─── MATERIAŁ DO PRZETWORZENIA ───
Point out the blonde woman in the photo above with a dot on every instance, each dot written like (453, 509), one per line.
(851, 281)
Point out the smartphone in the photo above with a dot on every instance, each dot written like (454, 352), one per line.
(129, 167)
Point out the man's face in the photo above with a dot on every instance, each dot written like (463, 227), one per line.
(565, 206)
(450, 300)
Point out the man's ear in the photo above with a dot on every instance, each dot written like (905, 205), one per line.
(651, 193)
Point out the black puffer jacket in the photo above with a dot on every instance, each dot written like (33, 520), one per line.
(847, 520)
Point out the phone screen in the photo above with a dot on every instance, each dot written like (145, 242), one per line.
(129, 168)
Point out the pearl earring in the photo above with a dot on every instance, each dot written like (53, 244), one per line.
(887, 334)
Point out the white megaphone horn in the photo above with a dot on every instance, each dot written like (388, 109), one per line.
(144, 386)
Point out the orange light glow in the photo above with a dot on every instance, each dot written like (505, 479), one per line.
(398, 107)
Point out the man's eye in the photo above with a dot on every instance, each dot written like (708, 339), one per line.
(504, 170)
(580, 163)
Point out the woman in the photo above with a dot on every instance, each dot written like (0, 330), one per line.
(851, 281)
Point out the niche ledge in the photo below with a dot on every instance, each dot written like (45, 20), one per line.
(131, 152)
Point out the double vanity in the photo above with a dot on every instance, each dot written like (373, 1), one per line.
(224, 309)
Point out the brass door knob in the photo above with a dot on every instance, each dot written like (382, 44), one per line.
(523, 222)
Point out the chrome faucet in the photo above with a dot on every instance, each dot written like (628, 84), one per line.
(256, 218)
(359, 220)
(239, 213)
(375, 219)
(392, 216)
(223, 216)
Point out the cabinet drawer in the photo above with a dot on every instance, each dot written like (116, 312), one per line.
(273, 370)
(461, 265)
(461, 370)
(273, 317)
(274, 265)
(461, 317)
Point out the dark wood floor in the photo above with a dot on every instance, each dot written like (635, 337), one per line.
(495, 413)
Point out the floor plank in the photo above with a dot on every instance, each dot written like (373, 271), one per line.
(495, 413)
───
▶ CEL
Proszę zamienić w powyższych wierszach każde wystąpienie „Point out” na „Indicate” i przytoczyć je ponownie, pozostawiając całą resztę bez zmian.

▶ ODPOWIEDŹ
Indicate the blonde woman in the photo above with a dot on every instance, each dot written like (453, 509), one per line.
(851, 281)
Indicate the smartphone in the photo above with a dot on every instance, each dot written like (454, 352), one per line.
(129, 167)
Indicate the man's face in the photo above with a dot on every instance, each dot written like (463, 227), one per line.
(565, 206)
(450, 300)
Indicate the man's ear in the photo above with a dot on every instance, each dot written like (905, 205), one per line.
(651, 193)
Indicate the black puffer jacket in the photo above with a dot on every instance, each dot written like (33, 520), one per line.
(847, 520)
Indicate the phone screen in the photo above with a dot on every instance, each dot written like (145, 242), one per line.
(129, 168)
Indicate the pearl earring in the photo above with a dot on every instance, each dot written like (53, 244), one per line.
(887, 334)
Indicate the white megaphone horn in the photo above with a dot on every instance, each dot written like (388, 109), one per line.
(144, 386)
Indicate the orange light glow in the photo above with a dot on every instance, each dot written like (505, 479), one per line.
(398, 107)
Indicate the man's eye in the photo above with a dot on every instance, each dot written like (708, 339), one per line.
(504, 170)
(580, 163)
Indicate the woman in the photo above with a dot on every instance, each dot written like (0, 330), one per line.
(851, 281)
Indicate the niche ledge in the photo below with a dot on every instance, each dot written like (45, 20), one per line.
(131, 152)
Indicate the double vanity in the photo above with a dot on every instance, each dot written like (373, 1), one per line.
(224, 309)
Indicate the brass door knob in the photo above with a dot on every instance, each dot written like (382, 44), one per line.
(523, 222)
Indicate the chrome faucet in the photo above with a dot on every instance, each dot written like (628, 84), one per line.
(256, 218)
(359, 220)
(239, 213)
(375, 219)
(392, 216)
(223, 216)
Indicate the cabinet drawer in the photo above with a dot on every instance, each dot written like (116, 312), one per line.
(273, 370)
(461, 265)
(461, 370)
(273, 317)
(274, 265)
(461, 317)
Indicate the dark wood floor in the photo above with a dot on every instance, each dot written like (635, 337), one per line.
(495, 413)
Indicate the floor plank in the photo above with a dot on every instance, each dot written like (373, 271), one per line.
(495, 413)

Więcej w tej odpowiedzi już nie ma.